**Exercise task:** Count the lines in the records below that contain the word "white". Give only the number.
++++++++++++++++++++
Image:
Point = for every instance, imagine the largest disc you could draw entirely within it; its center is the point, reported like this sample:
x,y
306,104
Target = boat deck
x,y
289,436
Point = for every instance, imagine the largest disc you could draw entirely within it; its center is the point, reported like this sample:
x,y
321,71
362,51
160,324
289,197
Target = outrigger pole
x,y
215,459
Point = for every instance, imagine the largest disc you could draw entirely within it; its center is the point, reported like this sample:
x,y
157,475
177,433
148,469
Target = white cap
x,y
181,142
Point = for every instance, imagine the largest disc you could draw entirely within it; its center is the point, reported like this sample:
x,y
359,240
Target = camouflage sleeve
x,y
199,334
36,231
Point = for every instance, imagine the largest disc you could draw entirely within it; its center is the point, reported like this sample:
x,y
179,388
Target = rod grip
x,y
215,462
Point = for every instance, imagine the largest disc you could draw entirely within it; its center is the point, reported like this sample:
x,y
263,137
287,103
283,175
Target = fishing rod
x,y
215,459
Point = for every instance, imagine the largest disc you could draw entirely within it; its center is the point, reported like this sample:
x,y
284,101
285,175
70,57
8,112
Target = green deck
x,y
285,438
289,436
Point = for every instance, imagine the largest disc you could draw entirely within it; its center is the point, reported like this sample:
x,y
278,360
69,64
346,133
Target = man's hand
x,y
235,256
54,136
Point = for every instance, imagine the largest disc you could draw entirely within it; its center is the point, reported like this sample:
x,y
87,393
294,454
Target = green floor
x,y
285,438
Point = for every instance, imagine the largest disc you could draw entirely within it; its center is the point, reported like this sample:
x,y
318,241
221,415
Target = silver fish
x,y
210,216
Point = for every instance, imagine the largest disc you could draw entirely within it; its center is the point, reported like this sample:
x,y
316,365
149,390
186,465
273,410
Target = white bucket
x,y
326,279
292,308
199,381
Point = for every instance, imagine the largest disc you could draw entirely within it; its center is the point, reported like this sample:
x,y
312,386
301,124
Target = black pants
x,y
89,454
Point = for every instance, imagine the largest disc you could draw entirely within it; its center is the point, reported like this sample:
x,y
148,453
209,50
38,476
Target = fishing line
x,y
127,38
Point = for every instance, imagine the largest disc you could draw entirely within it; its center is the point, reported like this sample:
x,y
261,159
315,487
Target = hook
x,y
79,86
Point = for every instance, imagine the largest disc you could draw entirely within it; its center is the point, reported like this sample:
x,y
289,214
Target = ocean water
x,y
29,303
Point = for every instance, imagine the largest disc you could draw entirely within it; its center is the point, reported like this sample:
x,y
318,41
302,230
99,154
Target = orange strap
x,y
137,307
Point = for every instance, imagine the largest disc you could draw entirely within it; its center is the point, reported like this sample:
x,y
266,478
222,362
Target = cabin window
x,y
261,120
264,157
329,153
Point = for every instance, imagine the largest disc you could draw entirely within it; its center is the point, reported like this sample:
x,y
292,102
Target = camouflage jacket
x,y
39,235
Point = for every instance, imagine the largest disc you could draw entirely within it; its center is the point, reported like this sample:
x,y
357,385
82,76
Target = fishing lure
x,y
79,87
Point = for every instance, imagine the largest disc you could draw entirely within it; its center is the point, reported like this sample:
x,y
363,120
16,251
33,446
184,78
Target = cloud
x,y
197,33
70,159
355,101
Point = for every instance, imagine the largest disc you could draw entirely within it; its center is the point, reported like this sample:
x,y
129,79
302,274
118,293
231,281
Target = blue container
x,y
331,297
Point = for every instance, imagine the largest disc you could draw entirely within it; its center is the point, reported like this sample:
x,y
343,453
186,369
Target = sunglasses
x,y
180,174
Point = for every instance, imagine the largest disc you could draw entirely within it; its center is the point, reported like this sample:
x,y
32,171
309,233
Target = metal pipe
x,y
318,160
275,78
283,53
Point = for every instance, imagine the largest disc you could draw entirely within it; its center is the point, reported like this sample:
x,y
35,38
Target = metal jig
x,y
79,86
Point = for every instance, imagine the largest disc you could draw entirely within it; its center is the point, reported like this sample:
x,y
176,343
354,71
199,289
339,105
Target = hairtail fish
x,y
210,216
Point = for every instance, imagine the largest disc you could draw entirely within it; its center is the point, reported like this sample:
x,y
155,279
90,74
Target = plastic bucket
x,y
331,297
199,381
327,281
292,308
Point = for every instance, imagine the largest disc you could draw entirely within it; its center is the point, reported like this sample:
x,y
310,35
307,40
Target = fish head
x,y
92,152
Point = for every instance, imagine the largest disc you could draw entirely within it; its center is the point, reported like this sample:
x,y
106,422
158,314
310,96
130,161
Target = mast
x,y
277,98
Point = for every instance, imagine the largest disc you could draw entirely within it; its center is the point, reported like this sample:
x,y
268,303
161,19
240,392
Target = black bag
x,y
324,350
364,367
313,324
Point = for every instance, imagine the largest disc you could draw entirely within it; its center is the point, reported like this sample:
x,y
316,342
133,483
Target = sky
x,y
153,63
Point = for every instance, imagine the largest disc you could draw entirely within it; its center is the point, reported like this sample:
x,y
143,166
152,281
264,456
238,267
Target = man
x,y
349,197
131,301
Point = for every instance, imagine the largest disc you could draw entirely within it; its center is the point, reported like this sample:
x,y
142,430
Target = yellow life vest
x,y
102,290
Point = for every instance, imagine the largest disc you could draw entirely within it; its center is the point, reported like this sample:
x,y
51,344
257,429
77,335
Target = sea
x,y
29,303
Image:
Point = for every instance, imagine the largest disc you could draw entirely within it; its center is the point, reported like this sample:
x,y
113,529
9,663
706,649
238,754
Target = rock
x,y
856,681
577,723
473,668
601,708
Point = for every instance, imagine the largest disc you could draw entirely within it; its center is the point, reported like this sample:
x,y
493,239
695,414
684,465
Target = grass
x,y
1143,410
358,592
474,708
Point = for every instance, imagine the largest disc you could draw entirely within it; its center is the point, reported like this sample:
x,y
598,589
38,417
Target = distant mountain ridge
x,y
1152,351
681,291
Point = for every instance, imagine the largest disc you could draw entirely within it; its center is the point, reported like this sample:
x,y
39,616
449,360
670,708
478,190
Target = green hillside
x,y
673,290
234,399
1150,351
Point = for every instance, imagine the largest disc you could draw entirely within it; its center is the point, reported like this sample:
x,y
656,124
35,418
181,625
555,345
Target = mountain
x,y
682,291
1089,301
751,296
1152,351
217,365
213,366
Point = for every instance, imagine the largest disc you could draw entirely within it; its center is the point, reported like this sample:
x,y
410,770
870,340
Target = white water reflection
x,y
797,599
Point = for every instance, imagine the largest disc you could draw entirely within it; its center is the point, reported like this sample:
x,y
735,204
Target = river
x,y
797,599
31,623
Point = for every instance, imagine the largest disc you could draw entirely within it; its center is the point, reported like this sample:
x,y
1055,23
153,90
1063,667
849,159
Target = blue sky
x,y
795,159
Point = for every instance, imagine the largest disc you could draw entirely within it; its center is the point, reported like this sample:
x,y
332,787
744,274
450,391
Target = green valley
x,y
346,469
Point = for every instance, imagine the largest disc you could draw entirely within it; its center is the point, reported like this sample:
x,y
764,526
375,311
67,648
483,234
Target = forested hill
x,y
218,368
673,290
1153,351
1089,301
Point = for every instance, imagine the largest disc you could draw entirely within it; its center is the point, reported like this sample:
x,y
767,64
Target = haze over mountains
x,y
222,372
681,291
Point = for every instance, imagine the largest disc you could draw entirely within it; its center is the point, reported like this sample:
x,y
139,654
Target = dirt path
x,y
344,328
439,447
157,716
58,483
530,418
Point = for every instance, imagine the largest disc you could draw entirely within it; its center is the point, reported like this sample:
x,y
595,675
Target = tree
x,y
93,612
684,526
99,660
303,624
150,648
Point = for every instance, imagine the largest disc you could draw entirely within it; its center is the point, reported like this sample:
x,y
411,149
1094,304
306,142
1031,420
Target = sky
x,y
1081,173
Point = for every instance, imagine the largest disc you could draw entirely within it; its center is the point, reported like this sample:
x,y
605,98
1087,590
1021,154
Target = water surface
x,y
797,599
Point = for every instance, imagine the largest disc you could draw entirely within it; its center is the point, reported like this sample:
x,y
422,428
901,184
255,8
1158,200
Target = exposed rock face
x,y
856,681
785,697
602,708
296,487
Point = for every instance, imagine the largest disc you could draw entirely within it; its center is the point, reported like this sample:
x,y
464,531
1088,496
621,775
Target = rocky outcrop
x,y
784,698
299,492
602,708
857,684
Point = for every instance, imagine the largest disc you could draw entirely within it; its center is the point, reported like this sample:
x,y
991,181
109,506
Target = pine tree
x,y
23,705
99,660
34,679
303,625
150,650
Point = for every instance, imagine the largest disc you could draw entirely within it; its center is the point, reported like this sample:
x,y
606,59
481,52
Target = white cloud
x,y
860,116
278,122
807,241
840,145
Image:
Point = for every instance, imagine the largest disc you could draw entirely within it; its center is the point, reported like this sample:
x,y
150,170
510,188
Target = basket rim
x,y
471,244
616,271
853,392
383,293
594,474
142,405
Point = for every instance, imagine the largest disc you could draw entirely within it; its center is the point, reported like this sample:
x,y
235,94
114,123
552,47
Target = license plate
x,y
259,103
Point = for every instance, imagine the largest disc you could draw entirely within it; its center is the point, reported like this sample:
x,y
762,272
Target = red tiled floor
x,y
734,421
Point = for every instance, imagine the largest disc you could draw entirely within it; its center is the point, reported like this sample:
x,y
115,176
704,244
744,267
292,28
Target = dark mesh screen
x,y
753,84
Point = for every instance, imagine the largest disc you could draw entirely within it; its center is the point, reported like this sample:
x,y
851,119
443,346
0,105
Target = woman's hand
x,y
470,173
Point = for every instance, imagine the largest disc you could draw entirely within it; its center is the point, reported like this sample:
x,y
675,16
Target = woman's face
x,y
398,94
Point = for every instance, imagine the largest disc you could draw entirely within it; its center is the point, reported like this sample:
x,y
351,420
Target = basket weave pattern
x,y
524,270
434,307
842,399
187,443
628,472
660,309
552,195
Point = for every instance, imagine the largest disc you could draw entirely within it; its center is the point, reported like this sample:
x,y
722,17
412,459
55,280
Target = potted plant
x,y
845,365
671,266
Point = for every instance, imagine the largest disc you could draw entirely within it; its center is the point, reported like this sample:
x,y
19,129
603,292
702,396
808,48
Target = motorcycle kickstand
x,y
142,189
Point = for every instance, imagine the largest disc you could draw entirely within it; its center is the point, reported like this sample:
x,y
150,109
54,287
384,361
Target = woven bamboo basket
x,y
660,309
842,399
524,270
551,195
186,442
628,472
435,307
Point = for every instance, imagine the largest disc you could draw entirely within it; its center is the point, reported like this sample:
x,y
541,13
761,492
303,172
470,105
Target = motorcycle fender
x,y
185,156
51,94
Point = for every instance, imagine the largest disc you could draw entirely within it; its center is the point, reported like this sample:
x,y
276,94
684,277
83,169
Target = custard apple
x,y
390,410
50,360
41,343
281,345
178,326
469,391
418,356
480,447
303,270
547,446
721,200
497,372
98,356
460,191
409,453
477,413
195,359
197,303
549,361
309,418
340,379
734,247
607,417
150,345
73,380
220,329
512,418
++++++++++++++++++++
**Result for this exercise:** 4